Directive :: Tally the lines of the data below that contain the string "woman", and reply with the number alone.

Dataset excerpt ::
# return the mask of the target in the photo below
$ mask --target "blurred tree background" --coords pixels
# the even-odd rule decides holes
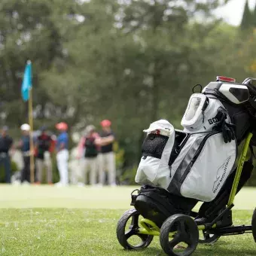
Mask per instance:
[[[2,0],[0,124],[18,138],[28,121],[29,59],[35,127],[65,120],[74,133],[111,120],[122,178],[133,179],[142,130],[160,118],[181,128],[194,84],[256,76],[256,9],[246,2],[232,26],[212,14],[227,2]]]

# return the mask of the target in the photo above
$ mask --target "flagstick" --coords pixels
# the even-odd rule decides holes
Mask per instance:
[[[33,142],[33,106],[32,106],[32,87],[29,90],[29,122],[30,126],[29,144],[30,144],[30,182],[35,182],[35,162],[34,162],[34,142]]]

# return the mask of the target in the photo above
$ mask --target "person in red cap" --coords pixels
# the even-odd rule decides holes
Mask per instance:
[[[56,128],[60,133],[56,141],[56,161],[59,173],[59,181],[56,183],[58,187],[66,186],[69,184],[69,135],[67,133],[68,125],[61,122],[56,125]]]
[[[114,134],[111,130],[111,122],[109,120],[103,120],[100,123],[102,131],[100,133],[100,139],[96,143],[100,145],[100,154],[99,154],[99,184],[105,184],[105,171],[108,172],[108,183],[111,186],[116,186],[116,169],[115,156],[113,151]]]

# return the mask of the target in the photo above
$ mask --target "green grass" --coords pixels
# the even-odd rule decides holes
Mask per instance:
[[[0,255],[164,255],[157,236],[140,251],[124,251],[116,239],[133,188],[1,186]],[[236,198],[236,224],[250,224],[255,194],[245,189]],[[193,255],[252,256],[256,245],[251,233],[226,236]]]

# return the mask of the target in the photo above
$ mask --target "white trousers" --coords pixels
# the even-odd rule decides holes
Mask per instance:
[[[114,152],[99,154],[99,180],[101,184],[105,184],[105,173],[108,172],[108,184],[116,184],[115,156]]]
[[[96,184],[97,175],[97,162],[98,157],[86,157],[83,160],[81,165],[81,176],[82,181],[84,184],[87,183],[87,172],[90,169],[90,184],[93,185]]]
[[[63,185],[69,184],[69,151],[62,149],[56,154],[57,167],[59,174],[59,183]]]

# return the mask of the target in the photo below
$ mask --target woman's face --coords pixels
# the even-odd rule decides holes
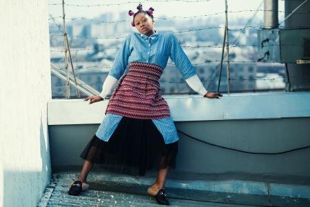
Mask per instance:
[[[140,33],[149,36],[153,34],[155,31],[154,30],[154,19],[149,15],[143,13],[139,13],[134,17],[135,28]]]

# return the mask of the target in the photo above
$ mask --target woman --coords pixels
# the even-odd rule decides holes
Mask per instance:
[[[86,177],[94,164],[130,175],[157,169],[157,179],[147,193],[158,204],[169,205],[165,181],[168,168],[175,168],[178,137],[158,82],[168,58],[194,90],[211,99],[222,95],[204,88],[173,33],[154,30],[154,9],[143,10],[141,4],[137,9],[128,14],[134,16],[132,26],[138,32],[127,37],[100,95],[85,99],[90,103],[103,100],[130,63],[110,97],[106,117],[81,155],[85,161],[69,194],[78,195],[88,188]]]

---

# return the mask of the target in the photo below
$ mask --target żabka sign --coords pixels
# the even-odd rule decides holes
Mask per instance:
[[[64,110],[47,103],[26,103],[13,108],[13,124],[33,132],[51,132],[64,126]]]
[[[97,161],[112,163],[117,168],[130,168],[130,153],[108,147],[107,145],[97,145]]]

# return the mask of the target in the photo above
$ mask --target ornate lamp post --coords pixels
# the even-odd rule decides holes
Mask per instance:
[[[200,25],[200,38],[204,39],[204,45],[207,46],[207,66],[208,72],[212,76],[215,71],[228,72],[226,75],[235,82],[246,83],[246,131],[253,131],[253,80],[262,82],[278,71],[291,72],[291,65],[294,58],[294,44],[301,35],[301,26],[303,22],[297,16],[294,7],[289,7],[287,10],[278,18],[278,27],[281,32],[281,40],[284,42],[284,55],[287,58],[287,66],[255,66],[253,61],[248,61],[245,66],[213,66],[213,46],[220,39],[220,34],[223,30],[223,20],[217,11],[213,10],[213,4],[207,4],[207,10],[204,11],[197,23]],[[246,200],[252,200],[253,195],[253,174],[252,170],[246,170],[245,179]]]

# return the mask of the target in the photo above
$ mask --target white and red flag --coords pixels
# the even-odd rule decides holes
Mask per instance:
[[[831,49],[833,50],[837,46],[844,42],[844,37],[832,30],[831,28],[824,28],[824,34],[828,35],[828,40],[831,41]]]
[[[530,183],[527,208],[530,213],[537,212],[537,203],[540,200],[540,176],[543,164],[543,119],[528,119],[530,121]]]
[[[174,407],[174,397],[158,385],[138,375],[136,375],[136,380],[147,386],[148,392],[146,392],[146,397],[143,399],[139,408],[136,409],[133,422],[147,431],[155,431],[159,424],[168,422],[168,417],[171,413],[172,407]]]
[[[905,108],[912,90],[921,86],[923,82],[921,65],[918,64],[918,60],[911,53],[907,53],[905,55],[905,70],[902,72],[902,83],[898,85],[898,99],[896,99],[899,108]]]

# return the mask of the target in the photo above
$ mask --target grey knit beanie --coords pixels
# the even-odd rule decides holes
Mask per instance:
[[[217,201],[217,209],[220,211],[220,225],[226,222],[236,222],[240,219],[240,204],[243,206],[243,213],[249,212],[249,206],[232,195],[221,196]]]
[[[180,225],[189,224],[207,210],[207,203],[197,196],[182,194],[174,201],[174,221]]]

Correct response :: 2